=== SELECTED TEXT ===
━━━━━━━━━━━━━━━━━━━━━━━━━━━━━━

It's amazing how there is no such thing as a toilet critic and, conversely, food critics abound. The dark side of dining is as important as the dining per se, but people won't openly acknowledge this. In fact, the toilet topic becomes taboo before it's even considered a topic - a cause for absolute shuddering among diners. It's so flaming important though, so mathematically fundamental.
For many toilets at many restaurants, cafes and diners are so dire they're enough to put you off your food. This is totally bad business. Moreover, there is vast room for improvement across the whole hospitality game in the 1s and 2s departments.
How can a man, and especially a woman, be expected to not feel squeamish after being violated by a vile toilet experience? Heck, some of us walk out of even the finest of restaurants feeling thus because of insufficient hygienic attention paid to the porcelain.
I mean, for starters, some of the booths in the bathroom proper won't lock, leaving one apprehensive that at any moment their dearly private movements might become the visual property of a fellow diner none-the-wiser. That's if you're lucky enough to find the damned thing in the first place. Some of these restaurants, good ones even, have their toilets in impossible places, like through the kitchen and down a grimy flight of stairs, under another set of stairs.
Secondly, in the event of toilet paper being available, it is often more like sandpaper or, worse still, so brittle it's unusable. One needn't go into detail about what a mental and physical mess this can plop one into.

━━━━━━━━━━━━━━━━━━━━━━━━━━━━━━

=== LISTED RECORDS ===
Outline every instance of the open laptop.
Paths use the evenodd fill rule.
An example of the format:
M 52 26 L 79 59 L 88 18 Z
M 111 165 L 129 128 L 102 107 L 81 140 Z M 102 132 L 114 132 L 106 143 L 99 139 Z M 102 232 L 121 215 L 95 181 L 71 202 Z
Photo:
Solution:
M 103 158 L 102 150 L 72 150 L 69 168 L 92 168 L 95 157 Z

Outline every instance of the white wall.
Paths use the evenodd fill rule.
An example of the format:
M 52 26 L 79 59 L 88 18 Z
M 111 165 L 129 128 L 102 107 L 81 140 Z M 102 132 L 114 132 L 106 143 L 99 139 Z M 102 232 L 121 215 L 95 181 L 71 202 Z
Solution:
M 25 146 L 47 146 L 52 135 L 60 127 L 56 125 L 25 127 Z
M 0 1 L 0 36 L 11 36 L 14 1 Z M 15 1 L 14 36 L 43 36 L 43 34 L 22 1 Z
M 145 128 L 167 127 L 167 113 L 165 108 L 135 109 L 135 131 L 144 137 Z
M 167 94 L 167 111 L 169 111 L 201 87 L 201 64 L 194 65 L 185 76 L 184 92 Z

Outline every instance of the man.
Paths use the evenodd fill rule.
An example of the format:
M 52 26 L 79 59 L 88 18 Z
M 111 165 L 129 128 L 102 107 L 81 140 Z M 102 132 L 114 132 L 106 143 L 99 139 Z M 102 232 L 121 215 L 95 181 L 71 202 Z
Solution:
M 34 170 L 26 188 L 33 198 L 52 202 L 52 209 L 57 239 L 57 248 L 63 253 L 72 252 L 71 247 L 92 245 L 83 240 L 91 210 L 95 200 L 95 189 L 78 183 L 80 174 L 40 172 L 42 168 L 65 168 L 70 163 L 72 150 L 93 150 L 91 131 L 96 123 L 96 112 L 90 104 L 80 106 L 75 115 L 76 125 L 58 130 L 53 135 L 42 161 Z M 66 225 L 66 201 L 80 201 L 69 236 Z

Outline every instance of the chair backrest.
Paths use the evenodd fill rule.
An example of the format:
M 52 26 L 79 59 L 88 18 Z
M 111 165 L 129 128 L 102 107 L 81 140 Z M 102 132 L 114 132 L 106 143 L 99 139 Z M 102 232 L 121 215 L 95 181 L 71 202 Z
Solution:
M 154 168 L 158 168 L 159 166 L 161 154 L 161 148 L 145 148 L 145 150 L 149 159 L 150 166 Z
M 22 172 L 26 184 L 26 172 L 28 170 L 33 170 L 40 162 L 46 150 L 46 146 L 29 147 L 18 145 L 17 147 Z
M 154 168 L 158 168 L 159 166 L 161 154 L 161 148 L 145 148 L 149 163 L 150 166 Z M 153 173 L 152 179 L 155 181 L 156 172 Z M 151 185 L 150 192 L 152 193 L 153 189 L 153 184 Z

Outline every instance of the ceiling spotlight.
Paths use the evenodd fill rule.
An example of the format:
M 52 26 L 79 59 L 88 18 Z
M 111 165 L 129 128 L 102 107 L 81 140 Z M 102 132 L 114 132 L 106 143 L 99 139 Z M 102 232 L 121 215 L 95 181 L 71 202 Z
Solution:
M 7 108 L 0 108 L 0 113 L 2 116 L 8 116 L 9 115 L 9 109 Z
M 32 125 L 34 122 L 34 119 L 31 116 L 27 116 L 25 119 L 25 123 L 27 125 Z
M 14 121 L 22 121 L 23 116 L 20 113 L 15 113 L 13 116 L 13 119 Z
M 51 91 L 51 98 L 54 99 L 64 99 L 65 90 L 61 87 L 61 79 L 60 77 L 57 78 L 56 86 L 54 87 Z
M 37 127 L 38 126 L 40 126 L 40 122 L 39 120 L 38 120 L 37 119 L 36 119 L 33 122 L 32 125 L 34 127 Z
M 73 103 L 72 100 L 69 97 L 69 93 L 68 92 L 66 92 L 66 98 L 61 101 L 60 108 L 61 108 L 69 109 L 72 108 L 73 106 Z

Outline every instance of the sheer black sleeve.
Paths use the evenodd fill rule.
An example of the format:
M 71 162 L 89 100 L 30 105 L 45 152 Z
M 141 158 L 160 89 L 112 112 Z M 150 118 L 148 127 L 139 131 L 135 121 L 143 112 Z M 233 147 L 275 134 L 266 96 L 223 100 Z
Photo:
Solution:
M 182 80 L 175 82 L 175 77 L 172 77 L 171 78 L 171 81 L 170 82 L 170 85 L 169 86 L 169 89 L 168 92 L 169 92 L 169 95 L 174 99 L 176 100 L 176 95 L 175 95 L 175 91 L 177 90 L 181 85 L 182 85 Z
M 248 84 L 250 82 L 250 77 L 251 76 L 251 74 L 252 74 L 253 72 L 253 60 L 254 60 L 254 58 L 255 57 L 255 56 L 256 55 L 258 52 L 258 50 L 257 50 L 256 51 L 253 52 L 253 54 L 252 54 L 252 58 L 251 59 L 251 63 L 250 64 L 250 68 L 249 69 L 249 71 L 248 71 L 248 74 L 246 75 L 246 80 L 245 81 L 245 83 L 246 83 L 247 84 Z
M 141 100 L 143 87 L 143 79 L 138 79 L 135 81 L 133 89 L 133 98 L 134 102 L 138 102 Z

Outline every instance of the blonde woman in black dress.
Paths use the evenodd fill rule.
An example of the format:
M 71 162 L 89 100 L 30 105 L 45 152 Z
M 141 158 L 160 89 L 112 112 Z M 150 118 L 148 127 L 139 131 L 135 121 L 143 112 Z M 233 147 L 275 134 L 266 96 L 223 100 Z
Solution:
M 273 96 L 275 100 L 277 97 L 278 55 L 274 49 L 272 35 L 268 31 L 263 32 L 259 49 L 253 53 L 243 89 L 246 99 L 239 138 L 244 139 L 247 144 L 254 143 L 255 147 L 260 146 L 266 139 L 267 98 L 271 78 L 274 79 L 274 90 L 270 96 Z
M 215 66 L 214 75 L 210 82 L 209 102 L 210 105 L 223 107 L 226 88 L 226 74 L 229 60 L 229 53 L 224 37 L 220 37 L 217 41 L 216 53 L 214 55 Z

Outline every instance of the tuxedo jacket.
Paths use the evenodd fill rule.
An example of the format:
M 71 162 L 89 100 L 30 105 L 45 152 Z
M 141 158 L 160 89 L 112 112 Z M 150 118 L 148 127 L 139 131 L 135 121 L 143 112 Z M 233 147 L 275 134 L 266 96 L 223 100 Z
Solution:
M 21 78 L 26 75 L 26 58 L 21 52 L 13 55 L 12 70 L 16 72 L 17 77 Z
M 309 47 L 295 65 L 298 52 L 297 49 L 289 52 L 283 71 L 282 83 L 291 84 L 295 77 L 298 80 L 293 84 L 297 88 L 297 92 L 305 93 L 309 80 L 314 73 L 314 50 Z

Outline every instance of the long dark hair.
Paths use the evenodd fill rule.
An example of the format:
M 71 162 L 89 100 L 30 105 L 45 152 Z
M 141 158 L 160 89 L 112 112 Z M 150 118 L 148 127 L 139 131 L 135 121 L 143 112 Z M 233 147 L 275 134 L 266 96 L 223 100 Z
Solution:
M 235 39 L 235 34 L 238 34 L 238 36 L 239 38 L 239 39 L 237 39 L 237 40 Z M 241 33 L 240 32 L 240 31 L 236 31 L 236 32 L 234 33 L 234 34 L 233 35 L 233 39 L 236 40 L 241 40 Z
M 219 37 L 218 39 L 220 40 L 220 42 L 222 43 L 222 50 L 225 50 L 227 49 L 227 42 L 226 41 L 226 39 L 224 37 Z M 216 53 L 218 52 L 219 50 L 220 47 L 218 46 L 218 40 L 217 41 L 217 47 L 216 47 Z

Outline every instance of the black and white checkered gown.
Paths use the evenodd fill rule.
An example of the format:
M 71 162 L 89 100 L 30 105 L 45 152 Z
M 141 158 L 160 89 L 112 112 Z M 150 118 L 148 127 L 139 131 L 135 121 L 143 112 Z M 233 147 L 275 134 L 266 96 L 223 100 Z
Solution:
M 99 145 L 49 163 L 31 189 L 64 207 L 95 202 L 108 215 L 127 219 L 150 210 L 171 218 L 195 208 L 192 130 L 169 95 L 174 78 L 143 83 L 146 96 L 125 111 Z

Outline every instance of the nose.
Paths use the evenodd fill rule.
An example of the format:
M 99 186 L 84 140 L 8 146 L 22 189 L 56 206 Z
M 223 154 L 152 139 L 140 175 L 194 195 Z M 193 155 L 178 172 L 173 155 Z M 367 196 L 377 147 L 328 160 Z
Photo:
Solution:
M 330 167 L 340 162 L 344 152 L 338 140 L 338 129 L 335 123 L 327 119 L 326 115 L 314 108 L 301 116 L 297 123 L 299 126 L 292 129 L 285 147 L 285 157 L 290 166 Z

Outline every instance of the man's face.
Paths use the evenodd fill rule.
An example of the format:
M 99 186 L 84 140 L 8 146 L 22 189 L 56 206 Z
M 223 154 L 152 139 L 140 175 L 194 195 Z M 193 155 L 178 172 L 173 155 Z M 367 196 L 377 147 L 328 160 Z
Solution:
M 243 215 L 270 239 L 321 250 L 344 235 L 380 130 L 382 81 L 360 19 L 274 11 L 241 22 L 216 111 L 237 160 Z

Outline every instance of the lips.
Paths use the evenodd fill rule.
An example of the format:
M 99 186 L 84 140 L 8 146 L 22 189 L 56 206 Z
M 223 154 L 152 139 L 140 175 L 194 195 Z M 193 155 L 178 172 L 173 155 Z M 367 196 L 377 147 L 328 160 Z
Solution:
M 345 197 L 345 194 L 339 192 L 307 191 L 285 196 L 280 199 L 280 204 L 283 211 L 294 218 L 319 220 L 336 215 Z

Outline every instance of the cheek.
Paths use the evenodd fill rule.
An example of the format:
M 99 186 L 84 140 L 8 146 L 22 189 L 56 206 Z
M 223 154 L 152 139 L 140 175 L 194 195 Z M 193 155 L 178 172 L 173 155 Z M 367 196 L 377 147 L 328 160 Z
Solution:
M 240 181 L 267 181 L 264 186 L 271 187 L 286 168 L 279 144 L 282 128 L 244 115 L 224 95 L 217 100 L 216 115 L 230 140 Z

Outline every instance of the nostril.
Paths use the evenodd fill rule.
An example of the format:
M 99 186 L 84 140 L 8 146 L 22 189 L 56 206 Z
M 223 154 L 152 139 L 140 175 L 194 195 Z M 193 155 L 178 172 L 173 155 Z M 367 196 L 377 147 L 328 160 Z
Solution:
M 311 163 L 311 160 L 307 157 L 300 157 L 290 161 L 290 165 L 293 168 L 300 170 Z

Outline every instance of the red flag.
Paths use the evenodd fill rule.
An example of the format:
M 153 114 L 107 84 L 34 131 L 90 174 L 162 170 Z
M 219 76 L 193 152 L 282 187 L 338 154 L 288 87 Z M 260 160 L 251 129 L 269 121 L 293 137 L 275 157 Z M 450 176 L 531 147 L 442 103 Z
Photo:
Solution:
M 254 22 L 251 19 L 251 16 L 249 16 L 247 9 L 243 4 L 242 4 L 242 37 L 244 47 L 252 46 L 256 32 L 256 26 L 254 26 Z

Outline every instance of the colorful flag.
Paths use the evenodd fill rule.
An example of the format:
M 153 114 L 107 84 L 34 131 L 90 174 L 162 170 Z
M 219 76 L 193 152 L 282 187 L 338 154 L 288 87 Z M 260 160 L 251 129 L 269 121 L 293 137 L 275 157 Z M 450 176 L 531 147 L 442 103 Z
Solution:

━━━━━━━━━━━━━━━━━━━━━━━━━━━━━━

=== WHAT IS NEEDED ===
Reproduce the passage about restaurant toilets above, word for word, between "Secondly, in the" and "plop one into.", inclusive.

=== COMPLETED EXERCISE ===
Secondly, in the event of toilet paper being available, it is often more like sandpaper or, worse still, so brittle it's unusable. One needn't go into detail about what a mental and physical mess this can plop one into.